Work to complete = Using the entries below, output exactly the line containing "--target worker's hand" and all lines that follow it to the end.

Supplied data =
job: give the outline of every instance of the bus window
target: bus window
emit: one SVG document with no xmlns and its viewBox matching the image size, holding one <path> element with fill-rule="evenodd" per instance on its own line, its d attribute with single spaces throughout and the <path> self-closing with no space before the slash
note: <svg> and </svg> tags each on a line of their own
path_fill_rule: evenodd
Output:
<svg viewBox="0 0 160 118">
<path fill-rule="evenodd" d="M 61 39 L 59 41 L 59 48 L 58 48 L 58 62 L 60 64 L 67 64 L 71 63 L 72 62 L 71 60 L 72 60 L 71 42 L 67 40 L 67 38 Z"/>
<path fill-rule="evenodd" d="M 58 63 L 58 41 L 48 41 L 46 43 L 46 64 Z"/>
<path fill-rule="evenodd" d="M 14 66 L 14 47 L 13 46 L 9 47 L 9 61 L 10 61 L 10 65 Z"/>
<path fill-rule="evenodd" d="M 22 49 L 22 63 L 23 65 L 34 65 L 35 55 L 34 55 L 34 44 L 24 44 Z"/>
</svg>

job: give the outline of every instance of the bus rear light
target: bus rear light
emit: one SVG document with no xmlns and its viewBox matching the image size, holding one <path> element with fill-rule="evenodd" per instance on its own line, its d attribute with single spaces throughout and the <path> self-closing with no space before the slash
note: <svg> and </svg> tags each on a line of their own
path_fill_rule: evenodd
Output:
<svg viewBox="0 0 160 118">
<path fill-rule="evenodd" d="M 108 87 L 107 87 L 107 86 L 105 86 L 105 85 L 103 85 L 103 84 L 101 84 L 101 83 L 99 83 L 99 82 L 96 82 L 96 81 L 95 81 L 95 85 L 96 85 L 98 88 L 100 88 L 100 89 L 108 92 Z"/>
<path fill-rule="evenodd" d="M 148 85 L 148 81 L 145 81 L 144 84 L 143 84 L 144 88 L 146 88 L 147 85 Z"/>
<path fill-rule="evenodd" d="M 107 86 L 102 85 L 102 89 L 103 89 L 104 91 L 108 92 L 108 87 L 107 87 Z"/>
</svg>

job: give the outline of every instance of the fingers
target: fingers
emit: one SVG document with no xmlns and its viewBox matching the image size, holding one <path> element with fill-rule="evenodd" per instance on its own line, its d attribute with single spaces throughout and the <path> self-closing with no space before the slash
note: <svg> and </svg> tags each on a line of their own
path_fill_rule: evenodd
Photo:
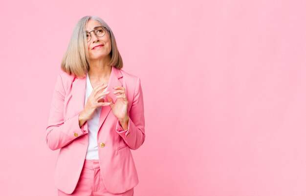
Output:
<svg viewBox="0 0 306 196">
<path fill-rule="evenodd" d="M 116 98 L 123 98 L 124 99 L 127 100 L 127 96 L 125 94 L 125 89 L 122 87 L 120 86 L 115 86 L 113 88 L 114 89 L 116 89 L 115 91 L 114 91 L 114 94 L 118 94 L 117 96 L 116 96 Z"/>
<path fill-rule="evenodd" d="M 106 106 L 107 105 L 110 105 L 110 103 L 109 103 L 109 102 L 99 102 L 98 104 L 98 107 Z"/>
<path fill-rule="evenodd" d="M 104 84 L 103 83 L 101 84 L 97 85 L 92 89 L 92 93 L 95 96 L 97 93 L 99 93 L 100 91 L 106 89 L 107 86 L 108 85 L 107 84 Z"/>
<path fill-rule="evenodd" d="M 101 93 L 98 93 L 97 95 L 96 95 L 94 97 L 94 98 L 97 99 L 99 99 L 100 98 L 101 98 L 102 97 L 108 94 L 109 93 L 109 91 L 105 91 L 105 92 L 103 92 Z"/>
</svg>

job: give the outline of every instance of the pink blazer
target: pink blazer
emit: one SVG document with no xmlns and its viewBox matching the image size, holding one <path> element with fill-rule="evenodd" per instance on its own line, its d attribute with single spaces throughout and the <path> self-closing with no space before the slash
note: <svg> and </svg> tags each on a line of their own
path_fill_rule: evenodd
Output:
<svg viewBox="0 0 306 196">
<path fill-rule="evenodd" d="M 131 149 L 138 149 L 145 140 L 145 118 L 140 79 L 112 66 L 108 85 L 110 93 L 107 96 L 114 102 L 117 96 L 113 93 L 115 86 L 126 89 L 128 129 L 123 130 L 110 106 L 102 106 L 97 139 L 105 187 L 110 193 L 118 194 L 139 182 Z M 46 129 L 48 147 L 52 150 L 60 149 L 54 175 L 55 186 L 68 194 L 75 189 L 89 143 L 87 122 L 81 128 L 79 126 L 79 114 L 84 108 L 86 86 L 86 77 L 74 77 L 61 70 L 55 84 Z"/>
</svg>

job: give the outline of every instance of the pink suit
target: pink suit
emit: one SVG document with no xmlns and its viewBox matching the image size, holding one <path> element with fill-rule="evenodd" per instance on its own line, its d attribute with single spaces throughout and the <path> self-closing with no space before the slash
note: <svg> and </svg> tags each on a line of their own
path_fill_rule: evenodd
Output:
<svg viewBox="0 0 306 196">
<path fill-rule="evenodd" d="M 54 176 L 55 186 L 71 194 L 78 183 L 88 145 L 87 122 L 81 128 L 79 114 L 84 108 L 86 77 L 79 78 L 62 71 L 52 97 L 46 141 L 53 150 L 60 148 Z M 129 127 L 124 131 L 109 106 L 103 108 L 99 122 L 97 142 L 99 162 L 105 188 L 122 193 L 139 182 L 130 149 L 136 150 L 145 140 L 142 91 L 139 78 L 112 66 L 107 95 L 114 102 L 112 88 L 123 86 L 129 101 Z M 107 100 L 105 98 L 105 100 Z"/>
</svg>

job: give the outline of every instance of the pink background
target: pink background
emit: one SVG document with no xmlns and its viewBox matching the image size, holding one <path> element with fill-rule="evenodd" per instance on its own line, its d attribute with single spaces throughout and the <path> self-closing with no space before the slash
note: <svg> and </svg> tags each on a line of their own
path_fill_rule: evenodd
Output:
<svg viewBox="0 0 306 196">
<path fill-rule="evenodd" d="M 0 3 L 0 195 L 56 195 L 45 128 L 86 15 L 141 80 L 135 196 L 306 195 L 305 0 L 44 1 Z"/>
</svg>

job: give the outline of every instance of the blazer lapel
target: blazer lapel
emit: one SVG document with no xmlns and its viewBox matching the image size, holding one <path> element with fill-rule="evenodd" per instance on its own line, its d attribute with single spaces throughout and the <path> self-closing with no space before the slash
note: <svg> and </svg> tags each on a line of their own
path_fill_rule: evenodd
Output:
<svg viewBox="0 0 306 196">
<path fill-rule="evenodd" d="M 122 86 L 122 83 L 119 81 L 119 78 L 122 77 L 122 74 L 120 70 L 113 66 L 111 66 L 111 72 L 109 76 L 109 83 L 107 90 L 109 91 L 109 93 L 105 96 L 105 101 L 107 102 L 107 97 L 111 98 L 112 101 L 114 103 L 116 101 L 117 95 L 113 93 L 115 89 L 113 88 L 114 86 Z M 81 113 L 84 109 L 85 104 L 85 91 L 86 90 L 86 77 L 83 78 L 76 78 L 76 79 L 72 82 L 72 87 L 71 90 L 73 105 L 76 114 Z M 100 130 L 101 127 L 107 117 L 109 113 L 111 110 L 110 106 L 102 106 L 100 119 L 99 120 L 99 125 L 98 130 Z M 87 123 L 86 129 L 87 129 Z"/>
</svg>

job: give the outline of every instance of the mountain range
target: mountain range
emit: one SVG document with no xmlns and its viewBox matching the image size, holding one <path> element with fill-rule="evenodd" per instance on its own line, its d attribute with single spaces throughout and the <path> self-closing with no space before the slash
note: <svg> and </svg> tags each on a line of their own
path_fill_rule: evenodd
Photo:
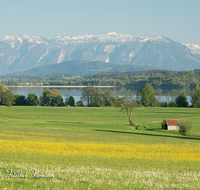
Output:
<svg viewBox="0 0 200 190">
<path fill-rule="evenodd" d="M 0 75 L 71 60 L 138 65 L 166 70 L 200 68 L 200 46 L 163 36 L 105 35 L 5 36 L 0 41 Z M 73 62 L 72 62 L 73 63 Z M 142 67 L 141 67 L 142 68 Z"/>
<path fill-rule="evenodd" d="M 132 64 L 114 64 L 106 63 L 101 61 L 85 61 L 85 60 L 72 60 L 62 63 L 55 63 L 36 67 L 22 72 L 14 72 L 6 74 L 6 76 L 22 76 L 22 75 L 50 75 L 56 73 L 67 73 L 72 75 L 91 75 L 102 72 L 112 71 L 147 71 L 147 70 L 158 70 L 157 68 L 150 66 L 140 66 Z"/>
</svg>

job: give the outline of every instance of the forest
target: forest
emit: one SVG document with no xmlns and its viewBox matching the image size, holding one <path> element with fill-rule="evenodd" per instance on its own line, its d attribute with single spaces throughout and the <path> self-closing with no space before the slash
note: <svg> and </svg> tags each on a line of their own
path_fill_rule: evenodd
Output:
<svg viewBox="0 0 200 190">
<path fill-rule="evenodd" d="M 43 76 L 1 76 L 0 83 L 7 86 L 123 86 L 137 88 L 151 83 L 154 88 L 187 87 L 194 89 L 200 82 L 200 69 L 194 71 L 134 71 L 104 72 L 93 75 L 51 74 Z"/>
</svg>

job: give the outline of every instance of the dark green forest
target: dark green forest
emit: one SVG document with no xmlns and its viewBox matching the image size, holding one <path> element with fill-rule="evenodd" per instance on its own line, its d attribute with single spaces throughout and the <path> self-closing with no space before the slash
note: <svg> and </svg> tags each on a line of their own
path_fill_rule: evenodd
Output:
<svg viewBox="0 0 200 190">
<path fill-rule="evenodd" d="M 1 76 L 0 82 L 7 86 L 21 85 L 71 85 L 71 86 L 123 86 L 137 88 L 151 83 L 154 88 L 190 88 L 200 82 L 200 69 L 194 71 L 134 71 L 104 72 L 93 75 L 51 74 L 43 76 Z"/>
</svg>

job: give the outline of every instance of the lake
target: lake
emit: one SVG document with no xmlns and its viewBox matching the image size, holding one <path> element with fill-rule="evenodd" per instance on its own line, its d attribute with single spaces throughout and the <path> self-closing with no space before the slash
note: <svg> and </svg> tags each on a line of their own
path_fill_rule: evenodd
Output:
<svg viewBox="0 0 200 190">
<path fill-rule="evenodd" d="M 27 97 L 27 95 L 29 93 L 34 93 L 36 94 L 38 97 L 42 96 L 42 92 L 44 91 L 45 87 L 8 87 L 13 94 L 22 94 L 24 96 Z M 48 87 L 49 90 L 55 89 L 56 87 Z M 142 87 L 141 87 L 142 88 Z M 68 96 L 73 96 L 75 99 L 75 102 L 80 100 L 81 97 L 81 93 L 83 91 L 84 88 L 56 88 L 60 91 L 60 93 L 63 95 L 63 99 L 65 100 L 66 95 Z M 127 93 L 131 93 L 134 96 L 136 95 L 136 91 L 140 90 L 140 89 L 134 89 L 134 88 L 124 88 L 124 87 L 114 87 L 114 88 L 97 88 L 98 90 L 100 90 L 101 92 L 106 92 L 106 91 L 114 91 L 116 95 L 118 95 L 119 97 L 125 96 Z M 191 101 L 191 91 L 189 89 L 171 89 L 174 91 L 174 94 L 178 94 L 179 93 L 184 93 L 187 95 L 187 99 L 188 102 L 190 103 Z M 158 94 L 162 94 L 162 101 L 166 102 L 167 101 L 167 93 L 171 92 L 171 90 L 168 89 L 155 89 L 156 91 L 156 95 L 157 98 L 159 98 L 160 96 L 158 96 Z M 171 97 L 170 97 L 171 100 Z"/>
</svg>

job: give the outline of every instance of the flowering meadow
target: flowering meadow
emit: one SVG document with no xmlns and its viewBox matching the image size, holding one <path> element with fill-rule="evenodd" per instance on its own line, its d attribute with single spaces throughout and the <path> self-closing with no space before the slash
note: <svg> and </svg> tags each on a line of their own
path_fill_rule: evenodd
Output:
<svg viewBox="0 0 200 190">
<path fill-rule="evenodd" d="M 198 114 L 138 108 L 136 130 L 115 108 L 0 107 L 0 189 L 200 189 Z M 162 130 L 164 116 L 195 128 Z"/>
</svg>

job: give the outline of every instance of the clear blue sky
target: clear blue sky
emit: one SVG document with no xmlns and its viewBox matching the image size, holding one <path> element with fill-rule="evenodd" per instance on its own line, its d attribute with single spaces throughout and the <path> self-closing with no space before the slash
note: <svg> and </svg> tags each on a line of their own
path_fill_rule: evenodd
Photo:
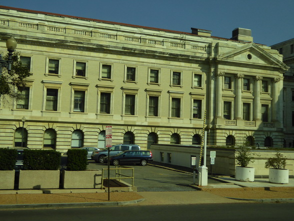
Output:
<svg viewBox="0 0 294 221">
<path fill-rule="evenodd" d="M 230 38 L 250 29 L 271 46 L 294 38 L 294 0 L 2 0 L 0 5 L 190 33 L 191 28 Z"/>
</svg>

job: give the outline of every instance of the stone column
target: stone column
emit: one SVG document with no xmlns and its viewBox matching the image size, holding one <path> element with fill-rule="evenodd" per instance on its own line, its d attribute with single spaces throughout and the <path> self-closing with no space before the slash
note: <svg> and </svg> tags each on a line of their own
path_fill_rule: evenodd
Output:
<svg viewBox="0 0 294 221">
<path fill-rule="evenodd" d="M 262 76 L 256 76 L 255 90 L 254 92 L 254 120 L 260 120 L 260 81 L 262 80 Z"/>
<path fill-rule="evenodd" d="M 279 93 L 278 92 L 278 83 L 280 81 L 280 78 L 274 78 L 272 79 L 272 121 L 278 121 L 279 120 L 278 112 L 280 111 L 279 108 L 280 107 L 279 107 Z"/>
<path fill-rule="evenodd" d="M 244 77 L 242 74 L 238 74 L 236 76 L 236 118 L 242 118 L 242 78 Z"/>
<path fill-rule="evenodd" d="M 222 77 L 224 72 L 219 72 L 216 76 L 216 117 L 222 118 Z"/>
</svg>

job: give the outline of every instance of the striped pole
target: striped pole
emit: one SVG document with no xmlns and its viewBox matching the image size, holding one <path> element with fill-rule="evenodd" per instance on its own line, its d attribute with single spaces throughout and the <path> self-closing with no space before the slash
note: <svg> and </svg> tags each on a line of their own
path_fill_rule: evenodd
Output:
<svg viewBox="0 0 294 221">
<path fill-rule="evenodd" d="M 201 159 L 202 158 L 202 150 L 203 150 L 203 146 L 204 145 L 204 131 L 205 130 L 205 121 L 206 119 L 206 110 L 204 112 L 204 119 L 203 120 L 203 128 L 202 128 L 202 132 L 201 136 L 202 139 L 201 140 L 201 147 L 200 148 L 200 155 L 199 156 L 199 167 L 201 166 Z"/>
</svg>

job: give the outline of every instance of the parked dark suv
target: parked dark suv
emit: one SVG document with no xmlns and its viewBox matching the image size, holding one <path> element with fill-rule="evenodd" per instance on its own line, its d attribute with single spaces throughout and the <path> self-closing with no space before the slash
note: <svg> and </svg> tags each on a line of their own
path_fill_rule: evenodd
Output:
<svg viewBox="0 0 294 221">
<path fill-rule="evenodd" d="M 110 156 L 116 155 L 124 150 L 140 150 L 140 149 L 139 145 L 136 144 L 116 144 L 110 148 Z M 108 156 L 108 148 L 106 148 L 101 150 L 93 151 L 91 159 L 98 163 L 103 163 L 104 157 Z"/>
<path fill-rule="evenodd" d="M 104 158 L 107 162 L 108 157 Z M 110 157 L 110 163 L 117 166 L 120 164 L 140 164 L 146 166 L 148 162 L 152 161 L 152 153 L 150 150 L 127 150 Z"/>
</svg>

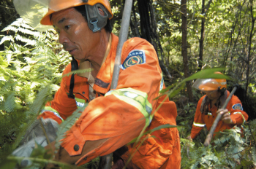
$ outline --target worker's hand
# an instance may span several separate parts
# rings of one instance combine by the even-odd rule
[[[230,117],[230,114],[228,112],[228,110],[226,109],[220,109],[217,111],[217,114],[222,114],[222,118],[221,119],[226,124],[234,124],[234,122],[232,121],[231,117]]]
[[[189,136],[187,137],[187,139],[192,141],[192,139],[190,135],[189,135]]]

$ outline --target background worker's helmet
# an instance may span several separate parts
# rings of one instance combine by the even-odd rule
[[[96,32],[104,28],[107,20],[113,17],[111,7],[108,0],[49,0],[48,12],[42,18],[42,25],[53,25],[50,16],[53,13],[78,6],[85,6],[89,28]],[[98,8],[104,12],[104,16],[99,12]]]
[[[219,71],[214,74],[222,74]],[[218,90],[225,91],[227,89],[227,80],[225,79],[198,79],[194,82],[192,87],[201,91],[213,91]]]

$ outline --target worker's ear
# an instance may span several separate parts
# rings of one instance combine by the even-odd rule
[[[101,15],[102,15],[102,16],[105,15],[103,10],[100,7],[98,7],[98,10],[99,10],[99,12]]]

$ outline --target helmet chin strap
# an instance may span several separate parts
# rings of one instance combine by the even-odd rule
[[[93,32],[100,31],[107,25],[107,21],[110,14],[106,10],[105,7],[101,4],[96,4],[94,6],[85,5],[88,25]],[[102,15],[99,9],[103,11],[104,15]]]

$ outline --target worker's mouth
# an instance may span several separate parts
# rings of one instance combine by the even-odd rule
[[[68,50],[69,53],[72,55],[75,52],[75,50]]]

Result =
$ outline --target worker's hand
# an instance may span several separate parts
# rings of one instance combine by the even-odd rule
[[[230,117],[230,114],[228,112],[228,110],[226,109],[220,109],[217,111],[217,114],[222,114],[222,118],[221,119],[226,124],[234,124],[234,122],[232,121],[231,117]]]
[[[189,136],[187,137],[187,139],[192,141],[192,139],[190,135],[189,135]]]

$ outline --target background worker's helmet
# an instance may span several separate parts
# rings of one instance combine by the even-odd rule
[[[96,32],[104,28],[107,20],[113,17],[111,7],[108,0],[49,0],[48,12],[42,18],[42,25],[53,25],[50,16],[53,13],[78,6],[85,6],[89,28]],[[98,8],[104,12],[104,16],[99,12]]]
[[[219,71],[214,74],[222,74]],[[218,90],[225,91],[227,89],[227,80],[225,79],[198,79],[194,82],[192,87],[201,91],[213,91]]]

$ outline --target worker's ear
# an instance may span several separate parts
# rings of one instance combine by the even-odd rule
[[[101,15],[102,15],[102,16],[105,15],[103,10],[100,7],[98,7],[98,10],[99,10],[99,12]]]

$ outline --target helmet chin strap
# an instance may span several separate parts
# rings of one instance combine by the even-odd rule
[[[93,32],[100,31],[107,25],[107,21],[110,14],[106,10],[105,7],[101,4],[96,4],[94,6],[85,5],[88,25]],[[102,15],[99,9],[103,11],[104,15]]]

$ outline --target worker's mouth
# an instance may span several separate parts
# rings of one instance combine by the even-odd rule
[[[68,50],[69,53],[72,55],[75,52],[75,50]]]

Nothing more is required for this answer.